*PAGE TEXT*:
::::::

MONROE — Around 60 individuals chose to email their concerns or comments on the proposed 2020-21 budget prior to a Thursday, May 14, Public Hearing.

The majority of the emails asked that the Board of Education budget not be cut, with many describing themselves as a parent, an educator or both.

The Board of Finance made no changes to the budget at a meeting following the Public Hearing. The board was to meet again Tuesday, May 19, to do a final check on the budget and officially pass it back to the first selectman, who will have it posted on the town website’s budget page.

Residents and taxpayers will then have another opportunity to submit written comments on the proposed budget.

The Board of Finance will vote to adopt a final budget and set the mil rate at a virtual meeting sometime between June 2 and June 5. Once adopted, the final budget will be posted on the website and filed with the town clerk.

During discussion at the board’s meeting following the Public Hearing, Chairman Michael Manjos commented on the number of people who had protested the education cut, and said, “We are not cutting education, we are not slashing anything.”

During this year’s budget process, the Board of Education cut $500,000 from an original budget proposal that represented a 5.7% increase before handing the revised budget, representing a 4.88% increase, to the first selectman. The first selectman cut the budget by an additional $500,000, down to a 4.01% increase, before handing it off to the Board of Finance.

According to Mr. Manjos, the Board of Finance “has asked all town employees to forgo raises and we have made the adjustments in the budget to allocate for that. On the BOE side it would lower the budget by $912,000.”

He said, “The superintendent and director of finance came up with additional savings due to more accurate numbers that we adjusted the BOE budget down to a 2.19% increase over this year. If all the unions will agree to this plan we can absorb the expected revenue decline and not cut staff.”

In discussing the Board of Education budget, finance member Steve Kirsch said he was still concerned with those reductions. The school board had prepared a list of items it would restore first if more money were available.

At the top of that $550,000 list was maintenance, security staff and a custodian. Mr. Kirsch asked if the board was already taking money from the undesignated fund balance, should it perhaps not consider adding that $550,000 back in?

Mr. Kirsch was in a minority, with others echoing Mr. Manjos’ suggestion the board wait to consider adding money back until September or October. It was entirely possible, he said, that the federal government might provide funds to school districts to assist in preparing schools for dealing with Covid-19 when school resumes, hopefully, in the fall.

::::::

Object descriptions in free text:
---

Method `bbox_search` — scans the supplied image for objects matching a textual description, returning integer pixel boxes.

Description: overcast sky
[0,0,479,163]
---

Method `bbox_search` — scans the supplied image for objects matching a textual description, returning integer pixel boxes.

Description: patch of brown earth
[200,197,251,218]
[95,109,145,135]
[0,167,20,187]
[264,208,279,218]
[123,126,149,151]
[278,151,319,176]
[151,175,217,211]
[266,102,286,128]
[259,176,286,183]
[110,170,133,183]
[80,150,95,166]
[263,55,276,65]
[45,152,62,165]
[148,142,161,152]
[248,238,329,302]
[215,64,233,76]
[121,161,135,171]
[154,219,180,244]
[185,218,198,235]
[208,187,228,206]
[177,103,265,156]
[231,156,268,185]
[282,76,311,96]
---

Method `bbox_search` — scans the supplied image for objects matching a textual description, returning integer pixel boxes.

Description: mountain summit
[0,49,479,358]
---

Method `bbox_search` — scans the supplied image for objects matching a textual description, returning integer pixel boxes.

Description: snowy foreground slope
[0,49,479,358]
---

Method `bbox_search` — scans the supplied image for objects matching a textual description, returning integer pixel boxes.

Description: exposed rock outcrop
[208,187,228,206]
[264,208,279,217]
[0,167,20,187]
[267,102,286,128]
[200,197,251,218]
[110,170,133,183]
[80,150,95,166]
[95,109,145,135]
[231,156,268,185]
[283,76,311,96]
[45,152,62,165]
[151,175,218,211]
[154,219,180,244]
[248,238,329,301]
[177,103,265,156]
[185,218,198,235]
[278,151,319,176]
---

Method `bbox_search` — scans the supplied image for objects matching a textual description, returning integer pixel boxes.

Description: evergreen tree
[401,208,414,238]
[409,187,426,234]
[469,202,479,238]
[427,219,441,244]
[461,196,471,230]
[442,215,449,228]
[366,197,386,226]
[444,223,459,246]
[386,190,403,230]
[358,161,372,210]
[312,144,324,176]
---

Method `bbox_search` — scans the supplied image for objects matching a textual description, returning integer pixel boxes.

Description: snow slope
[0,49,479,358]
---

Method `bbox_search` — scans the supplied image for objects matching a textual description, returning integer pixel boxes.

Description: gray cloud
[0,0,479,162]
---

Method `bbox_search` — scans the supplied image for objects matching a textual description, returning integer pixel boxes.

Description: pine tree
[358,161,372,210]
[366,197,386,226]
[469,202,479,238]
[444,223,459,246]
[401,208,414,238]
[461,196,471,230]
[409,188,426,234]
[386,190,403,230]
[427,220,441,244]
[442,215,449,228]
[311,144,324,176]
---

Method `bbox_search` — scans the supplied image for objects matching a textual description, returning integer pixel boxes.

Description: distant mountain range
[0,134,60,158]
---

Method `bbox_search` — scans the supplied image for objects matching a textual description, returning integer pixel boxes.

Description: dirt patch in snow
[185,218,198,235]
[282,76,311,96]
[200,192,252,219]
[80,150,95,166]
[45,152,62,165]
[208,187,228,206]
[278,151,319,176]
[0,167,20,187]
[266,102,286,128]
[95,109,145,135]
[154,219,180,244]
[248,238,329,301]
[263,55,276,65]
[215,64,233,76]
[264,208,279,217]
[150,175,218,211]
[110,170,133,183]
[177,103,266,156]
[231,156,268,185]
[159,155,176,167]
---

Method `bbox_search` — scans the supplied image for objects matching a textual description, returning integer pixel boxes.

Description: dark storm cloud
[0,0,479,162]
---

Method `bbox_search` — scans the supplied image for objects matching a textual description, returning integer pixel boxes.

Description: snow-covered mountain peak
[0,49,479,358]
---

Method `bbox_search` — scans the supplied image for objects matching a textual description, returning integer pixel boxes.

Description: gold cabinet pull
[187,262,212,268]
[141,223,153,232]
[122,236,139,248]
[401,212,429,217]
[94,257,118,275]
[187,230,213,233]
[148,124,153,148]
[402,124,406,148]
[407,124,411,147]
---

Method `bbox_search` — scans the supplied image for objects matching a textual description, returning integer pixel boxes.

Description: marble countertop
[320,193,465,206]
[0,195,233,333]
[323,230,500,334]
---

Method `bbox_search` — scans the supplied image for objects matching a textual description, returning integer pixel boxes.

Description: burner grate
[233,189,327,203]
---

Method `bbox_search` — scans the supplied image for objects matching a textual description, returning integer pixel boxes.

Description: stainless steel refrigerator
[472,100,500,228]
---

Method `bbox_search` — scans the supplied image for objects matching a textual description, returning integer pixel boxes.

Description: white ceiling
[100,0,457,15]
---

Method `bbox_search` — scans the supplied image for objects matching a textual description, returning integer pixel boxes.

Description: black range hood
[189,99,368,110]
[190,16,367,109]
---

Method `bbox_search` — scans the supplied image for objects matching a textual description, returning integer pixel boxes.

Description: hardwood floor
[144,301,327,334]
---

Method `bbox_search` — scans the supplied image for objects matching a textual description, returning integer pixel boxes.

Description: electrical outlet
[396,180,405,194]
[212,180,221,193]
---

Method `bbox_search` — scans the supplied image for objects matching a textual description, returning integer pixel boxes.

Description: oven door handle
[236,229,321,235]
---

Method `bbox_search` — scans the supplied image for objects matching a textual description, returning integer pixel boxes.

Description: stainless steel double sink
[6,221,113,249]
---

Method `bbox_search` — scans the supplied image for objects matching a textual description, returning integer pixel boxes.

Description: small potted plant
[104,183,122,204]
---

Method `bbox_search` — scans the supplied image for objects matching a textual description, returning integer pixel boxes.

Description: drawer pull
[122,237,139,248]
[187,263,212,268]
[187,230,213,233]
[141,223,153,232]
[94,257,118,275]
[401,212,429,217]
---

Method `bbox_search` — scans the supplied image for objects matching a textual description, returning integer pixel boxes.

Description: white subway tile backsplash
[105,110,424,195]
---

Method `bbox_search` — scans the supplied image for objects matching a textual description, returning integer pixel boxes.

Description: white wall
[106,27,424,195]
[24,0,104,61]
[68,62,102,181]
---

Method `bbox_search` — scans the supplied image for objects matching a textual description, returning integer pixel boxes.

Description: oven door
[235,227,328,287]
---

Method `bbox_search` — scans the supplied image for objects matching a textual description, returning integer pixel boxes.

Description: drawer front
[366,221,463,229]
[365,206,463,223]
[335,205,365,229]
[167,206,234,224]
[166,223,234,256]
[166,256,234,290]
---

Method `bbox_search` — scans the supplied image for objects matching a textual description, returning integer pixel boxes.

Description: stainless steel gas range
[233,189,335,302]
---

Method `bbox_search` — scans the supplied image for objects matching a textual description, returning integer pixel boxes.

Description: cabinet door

::::::

*EXERCISE 1*:
According to the Monroe budget article, after the superintendent and director of finance found additional savings, what percentage increase over this year did the Board of Education budget represent?
*EXERCISE 2*:
Pick up the Monroe budget article after its final sentence and continue it.
The entries are separate material from the Monroe budget article.

*TASK OUTPUT 1*:
A 2.19% increase over this year.

*TASK OUTPUT 2*:
Special appropriations could also be made if the school district finds it has unexpected costs related to Covid-19 when school starts, he said.

Craig Hirsch, Rebecca O’Donnell and Dane Krchnavy agreed, with Mr. Hirsch saying that it would be “more prudent to wait and see what happens;” Mr. Krchnavy saying he’s rather wait and “see where we are in a few months;” and Ms. O’Donnell saying “we can have a conversation further down the road.”

Vice Chairman John Ostaszewski said he would be willing to consider if Interim Superintendent Joseph Kobza said the schools really needed the funds. He agreed with Mr. Kirsch that salary concessions might allow some of that funding to be restored.

The finance board has asked all employees, both in town government and the schools, to forego any raises this year. To date, no union has stepped forward with an agreement to do so.

Mr. Kobza said that maintenance was “number one” on his list. “We gutted that,” he said. He would also advocate for the security and custodial staff as well.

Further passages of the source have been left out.